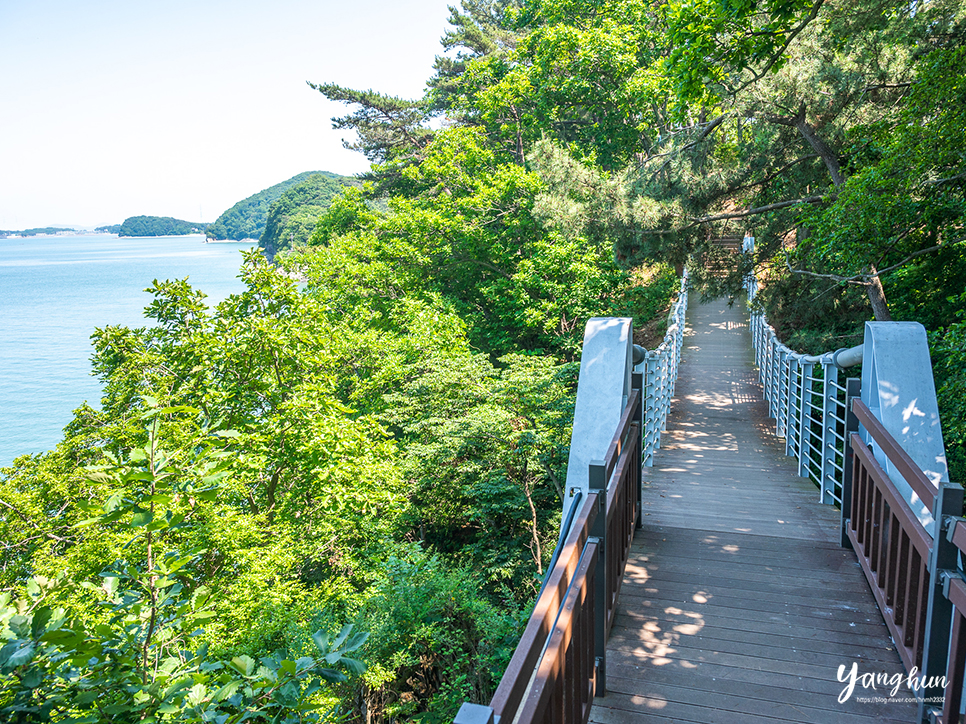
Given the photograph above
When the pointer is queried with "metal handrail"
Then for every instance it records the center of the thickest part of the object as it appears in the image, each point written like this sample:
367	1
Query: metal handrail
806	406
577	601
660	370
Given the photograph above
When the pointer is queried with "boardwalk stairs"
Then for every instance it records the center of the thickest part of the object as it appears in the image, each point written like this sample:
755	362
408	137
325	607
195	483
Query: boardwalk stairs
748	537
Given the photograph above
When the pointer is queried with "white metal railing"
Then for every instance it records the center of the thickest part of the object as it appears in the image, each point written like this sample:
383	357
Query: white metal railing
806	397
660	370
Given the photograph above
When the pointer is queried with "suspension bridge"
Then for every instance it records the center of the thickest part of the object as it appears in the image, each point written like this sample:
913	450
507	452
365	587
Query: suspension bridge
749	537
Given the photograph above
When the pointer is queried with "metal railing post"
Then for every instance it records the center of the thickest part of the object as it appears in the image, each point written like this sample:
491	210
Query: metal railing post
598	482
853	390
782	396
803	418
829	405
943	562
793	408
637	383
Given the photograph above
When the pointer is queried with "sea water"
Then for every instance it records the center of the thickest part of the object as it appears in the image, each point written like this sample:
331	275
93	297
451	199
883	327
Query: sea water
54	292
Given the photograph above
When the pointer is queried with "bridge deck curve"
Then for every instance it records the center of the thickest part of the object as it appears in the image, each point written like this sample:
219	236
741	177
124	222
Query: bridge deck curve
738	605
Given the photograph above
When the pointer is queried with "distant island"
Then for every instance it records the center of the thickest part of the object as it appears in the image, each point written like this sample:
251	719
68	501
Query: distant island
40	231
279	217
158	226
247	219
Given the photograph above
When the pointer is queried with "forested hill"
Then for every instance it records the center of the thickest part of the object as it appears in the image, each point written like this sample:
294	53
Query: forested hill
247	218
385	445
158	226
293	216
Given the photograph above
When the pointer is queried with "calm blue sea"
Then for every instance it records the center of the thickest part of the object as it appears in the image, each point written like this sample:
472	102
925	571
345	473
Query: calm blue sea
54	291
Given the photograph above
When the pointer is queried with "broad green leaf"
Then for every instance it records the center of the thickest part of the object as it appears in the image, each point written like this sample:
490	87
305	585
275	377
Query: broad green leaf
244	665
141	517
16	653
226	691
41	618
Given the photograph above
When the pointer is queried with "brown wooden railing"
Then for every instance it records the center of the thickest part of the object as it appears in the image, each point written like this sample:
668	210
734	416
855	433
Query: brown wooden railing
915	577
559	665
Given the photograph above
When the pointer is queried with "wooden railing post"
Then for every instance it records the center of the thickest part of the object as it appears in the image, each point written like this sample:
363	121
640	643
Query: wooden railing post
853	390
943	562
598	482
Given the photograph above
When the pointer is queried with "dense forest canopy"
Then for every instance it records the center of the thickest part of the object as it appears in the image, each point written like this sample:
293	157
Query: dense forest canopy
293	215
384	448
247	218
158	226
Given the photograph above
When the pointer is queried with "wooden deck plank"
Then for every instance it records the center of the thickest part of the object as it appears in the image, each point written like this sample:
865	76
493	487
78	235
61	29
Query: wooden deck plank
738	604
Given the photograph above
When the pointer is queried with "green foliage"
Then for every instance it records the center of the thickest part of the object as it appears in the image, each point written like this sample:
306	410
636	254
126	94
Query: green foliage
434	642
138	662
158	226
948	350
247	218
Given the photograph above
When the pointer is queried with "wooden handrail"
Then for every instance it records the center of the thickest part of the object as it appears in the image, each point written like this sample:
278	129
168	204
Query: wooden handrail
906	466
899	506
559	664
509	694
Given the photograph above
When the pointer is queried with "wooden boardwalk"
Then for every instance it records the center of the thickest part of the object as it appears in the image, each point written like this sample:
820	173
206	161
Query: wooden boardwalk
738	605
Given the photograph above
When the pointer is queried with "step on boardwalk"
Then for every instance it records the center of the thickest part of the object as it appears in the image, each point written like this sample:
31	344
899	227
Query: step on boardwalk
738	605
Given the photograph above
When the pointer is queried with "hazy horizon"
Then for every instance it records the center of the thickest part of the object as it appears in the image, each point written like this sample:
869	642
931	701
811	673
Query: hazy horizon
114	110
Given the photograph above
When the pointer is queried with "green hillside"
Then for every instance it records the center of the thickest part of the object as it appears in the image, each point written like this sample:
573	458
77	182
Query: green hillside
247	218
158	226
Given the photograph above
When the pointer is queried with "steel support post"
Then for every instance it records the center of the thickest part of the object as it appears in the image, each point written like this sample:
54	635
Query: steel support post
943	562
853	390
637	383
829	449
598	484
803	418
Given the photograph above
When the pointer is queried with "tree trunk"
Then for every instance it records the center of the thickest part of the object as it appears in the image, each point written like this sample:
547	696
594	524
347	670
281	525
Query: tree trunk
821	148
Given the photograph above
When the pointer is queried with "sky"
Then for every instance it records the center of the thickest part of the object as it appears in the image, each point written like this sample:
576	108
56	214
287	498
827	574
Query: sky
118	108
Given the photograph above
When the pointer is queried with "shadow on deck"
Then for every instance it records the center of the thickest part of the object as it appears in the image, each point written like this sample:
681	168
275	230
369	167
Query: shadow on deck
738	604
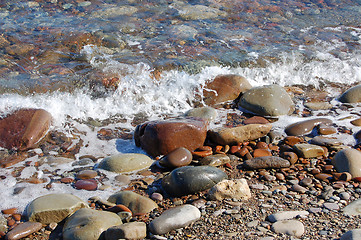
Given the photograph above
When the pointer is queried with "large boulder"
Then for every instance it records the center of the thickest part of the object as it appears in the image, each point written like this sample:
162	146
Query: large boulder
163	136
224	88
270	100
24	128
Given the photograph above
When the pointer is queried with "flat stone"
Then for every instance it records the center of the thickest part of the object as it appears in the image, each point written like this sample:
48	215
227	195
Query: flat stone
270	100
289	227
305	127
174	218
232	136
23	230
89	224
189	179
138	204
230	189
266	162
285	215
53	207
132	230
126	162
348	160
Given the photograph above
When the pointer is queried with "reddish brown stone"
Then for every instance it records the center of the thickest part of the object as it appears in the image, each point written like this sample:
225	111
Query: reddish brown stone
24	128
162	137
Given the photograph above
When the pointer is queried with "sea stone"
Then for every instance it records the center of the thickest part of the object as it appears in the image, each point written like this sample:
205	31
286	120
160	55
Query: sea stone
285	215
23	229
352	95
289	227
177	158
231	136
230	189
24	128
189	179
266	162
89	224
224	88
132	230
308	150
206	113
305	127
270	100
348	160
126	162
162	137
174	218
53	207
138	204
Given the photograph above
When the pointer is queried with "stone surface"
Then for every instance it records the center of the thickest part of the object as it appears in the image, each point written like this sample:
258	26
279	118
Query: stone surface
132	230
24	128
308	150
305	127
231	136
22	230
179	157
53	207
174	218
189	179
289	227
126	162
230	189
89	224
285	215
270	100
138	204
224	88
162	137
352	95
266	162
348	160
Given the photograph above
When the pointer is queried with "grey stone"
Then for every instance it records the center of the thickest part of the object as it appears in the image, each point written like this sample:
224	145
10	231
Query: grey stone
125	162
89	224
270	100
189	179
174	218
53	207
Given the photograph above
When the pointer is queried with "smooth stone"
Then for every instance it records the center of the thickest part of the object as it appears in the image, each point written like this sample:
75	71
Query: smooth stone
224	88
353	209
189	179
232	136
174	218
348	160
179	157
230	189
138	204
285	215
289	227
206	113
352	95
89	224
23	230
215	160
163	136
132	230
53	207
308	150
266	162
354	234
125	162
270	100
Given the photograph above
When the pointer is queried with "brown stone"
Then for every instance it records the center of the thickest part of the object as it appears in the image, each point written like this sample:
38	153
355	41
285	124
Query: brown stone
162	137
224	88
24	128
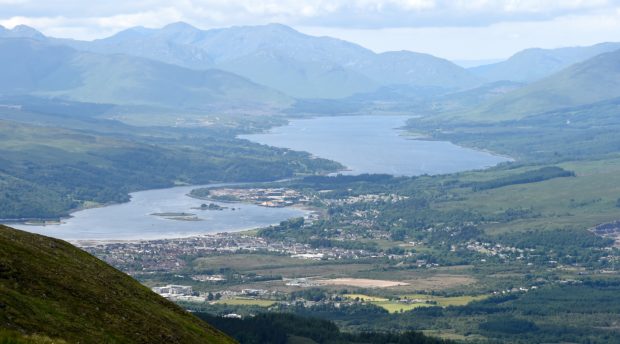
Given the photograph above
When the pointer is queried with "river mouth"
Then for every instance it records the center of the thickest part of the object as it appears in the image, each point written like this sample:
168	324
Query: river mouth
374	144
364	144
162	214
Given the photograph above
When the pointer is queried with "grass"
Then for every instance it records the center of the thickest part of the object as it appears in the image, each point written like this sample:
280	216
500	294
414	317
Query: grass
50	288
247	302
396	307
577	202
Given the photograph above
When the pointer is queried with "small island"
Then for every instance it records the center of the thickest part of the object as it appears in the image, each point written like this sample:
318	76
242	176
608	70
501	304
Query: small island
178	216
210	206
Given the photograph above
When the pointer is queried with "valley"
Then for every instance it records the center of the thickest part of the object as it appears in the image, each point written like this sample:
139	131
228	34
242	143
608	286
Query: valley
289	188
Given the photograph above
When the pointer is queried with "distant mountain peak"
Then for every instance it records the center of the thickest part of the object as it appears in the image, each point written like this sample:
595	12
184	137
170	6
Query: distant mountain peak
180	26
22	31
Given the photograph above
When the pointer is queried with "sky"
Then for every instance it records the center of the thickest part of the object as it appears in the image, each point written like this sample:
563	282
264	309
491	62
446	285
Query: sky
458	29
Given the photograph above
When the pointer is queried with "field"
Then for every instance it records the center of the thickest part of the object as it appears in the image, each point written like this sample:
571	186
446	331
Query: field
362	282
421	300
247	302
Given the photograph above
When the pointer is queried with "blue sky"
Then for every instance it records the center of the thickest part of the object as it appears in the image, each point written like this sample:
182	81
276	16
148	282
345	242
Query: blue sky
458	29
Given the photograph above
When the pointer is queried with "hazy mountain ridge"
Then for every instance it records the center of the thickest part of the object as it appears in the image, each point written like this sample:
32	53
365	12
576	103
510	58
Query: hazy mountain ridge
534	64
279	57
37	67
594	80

------------------------------------------------------------------------

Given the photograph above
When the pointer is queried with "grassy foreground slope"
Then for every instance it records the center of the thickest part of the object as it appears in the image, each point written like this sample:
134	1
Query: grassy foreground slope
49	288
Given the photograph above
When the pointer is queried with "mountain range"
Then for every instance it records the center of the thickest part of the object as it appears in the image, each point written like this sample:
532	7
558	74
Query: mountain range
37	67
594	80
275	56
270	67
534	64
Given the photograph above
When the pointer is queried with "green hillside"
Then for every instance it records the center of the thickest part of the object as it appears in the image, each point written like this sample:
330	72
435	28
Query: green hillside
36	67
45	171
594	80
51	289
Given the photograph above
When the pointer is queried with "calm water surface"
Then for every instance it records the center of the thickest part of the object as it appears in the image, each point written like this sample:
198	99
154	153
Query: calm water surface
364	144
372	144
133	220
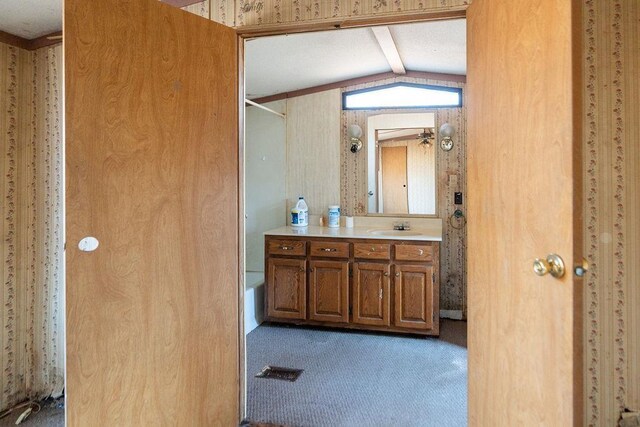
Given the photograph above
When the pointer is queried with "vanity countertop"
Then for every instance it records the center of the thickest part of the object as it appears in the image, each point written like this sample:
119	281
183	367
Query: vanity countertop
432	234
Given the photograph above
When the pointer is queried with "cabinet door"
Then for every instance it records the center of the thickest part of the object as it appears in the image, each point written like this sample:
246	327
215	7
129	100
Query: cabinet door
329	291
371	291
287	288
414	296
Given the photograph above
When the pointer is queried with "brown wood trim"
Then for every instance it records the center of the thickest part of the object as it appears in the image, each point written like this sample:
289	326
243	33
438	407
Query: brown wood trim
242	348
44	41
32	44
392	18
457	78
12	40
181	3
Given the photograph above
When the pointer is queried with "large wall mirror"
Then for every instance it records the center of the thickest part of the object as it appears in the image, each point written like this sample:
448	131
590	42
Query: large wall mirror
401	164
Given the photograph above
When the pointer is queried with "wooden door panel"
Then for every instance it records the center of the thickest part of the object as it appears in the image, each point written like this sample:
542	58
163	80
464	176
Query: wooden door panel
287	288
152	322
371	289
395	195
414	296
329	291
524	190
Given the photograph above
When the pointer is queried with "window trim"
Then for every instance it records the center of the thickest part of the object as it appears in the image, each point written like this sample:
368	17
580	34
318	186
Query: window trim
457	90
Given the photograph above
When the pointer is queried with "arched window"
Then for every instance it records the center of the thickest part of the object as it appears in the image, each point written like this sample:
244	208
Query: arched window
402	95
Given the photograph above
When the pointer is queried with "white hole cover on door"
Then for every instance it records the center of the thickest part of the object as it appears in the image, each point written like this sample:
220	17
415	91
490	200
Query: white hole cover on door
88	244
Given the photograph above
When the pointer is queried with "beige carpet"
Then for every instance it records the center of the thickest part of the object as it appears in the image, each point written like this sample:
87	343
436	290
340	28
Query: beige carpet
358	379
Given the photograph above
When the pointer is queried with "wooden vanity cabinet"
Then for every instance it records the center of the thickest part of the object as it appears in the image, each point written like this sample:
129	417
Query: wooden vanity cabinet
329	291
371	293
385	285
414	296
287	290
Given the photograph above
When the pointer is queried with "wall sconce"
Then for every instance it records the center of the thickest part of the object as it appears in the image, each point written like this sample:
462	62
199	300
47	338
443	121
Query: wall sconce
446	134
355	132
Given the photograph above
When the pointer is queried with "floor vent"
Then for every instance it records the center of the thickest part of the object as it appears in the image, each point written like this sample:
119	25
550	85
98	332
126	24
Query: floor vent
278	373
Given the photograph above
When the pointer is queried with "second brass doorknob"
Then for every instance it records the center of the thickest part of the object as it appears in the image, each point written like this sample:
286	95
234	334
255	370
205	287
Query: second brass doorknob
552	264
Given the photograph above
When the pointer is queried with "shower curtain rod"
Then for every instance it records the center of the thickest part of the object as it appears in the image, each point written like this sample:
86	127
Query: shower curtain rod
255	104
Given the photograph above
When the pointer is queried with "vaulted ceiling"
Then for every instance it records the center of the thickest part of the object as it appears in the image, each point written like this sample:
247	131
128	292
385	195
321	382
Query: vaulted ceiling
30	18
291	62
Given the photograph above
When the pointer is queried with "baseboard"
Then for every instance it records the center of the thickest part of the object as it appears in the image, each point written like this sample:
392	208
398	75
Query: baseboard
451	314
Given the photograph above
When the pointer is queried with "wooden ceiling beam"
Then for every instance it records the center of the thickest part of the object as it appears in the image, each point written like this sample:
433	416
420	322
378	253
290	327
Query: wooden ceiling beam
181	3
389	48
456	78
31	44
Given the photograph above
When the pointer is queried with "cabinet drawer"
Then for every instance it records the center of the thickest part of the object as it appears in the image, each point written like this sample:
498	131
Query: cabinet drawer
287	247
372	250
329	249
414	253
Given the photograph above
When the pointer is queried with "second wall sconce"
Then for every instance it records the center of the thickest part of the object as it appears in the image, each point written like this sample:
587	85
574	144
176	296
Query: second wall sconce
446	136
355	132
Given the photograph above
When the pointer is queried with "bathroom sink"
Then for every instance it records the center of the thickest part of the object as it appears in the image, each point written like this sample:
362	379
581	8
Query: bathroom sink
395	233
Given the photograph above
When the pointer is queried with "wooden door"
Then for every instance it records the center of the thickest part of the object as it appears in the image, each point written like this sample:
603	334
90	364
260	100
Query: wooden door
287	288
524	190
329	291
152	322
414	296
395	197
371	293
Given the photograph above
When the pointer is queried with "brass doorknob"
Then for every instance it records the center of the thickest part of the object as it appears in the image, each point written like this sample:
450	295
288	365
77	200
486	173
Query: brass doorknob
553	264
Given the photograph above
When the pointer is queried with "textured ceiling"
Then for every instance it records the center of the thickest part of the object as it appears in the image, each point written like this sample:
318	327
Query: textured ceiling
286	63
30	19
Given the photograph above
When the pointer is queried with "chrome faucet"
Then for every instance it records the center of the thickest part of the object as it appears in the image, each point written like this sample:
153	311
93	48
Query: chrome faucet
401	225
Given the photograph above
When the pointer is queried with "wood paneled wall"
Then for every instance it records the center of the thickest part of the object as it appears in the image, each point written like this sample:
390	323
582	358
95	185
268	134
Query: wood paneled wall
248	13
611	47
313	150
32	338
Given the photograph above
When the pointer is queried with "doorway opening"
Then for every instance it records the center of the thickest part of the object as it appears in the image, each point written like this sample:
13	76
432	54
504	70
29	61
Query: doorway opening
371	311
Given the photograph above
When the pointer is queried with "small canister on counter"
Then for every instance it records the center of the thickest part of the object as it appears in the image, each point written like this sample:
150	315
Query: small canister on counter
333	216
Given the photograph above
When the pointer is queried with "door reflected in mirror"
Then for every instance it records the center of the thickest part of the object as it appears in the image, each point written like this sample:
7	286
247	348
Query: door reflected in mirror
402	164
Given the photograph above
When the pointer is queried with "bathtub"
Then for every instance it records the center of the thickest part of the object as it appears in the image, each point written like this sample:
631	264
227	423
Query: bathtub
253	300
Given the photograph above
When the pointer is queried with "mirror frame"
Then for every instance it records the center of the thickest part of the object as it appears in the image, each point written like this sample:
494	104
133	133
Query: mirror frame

------------------------------------------------------------------------

§ TASK PROMPT
Count the lines in the records above that contain the string "range". Reply with the number alone.

§ FINISHED TASK
2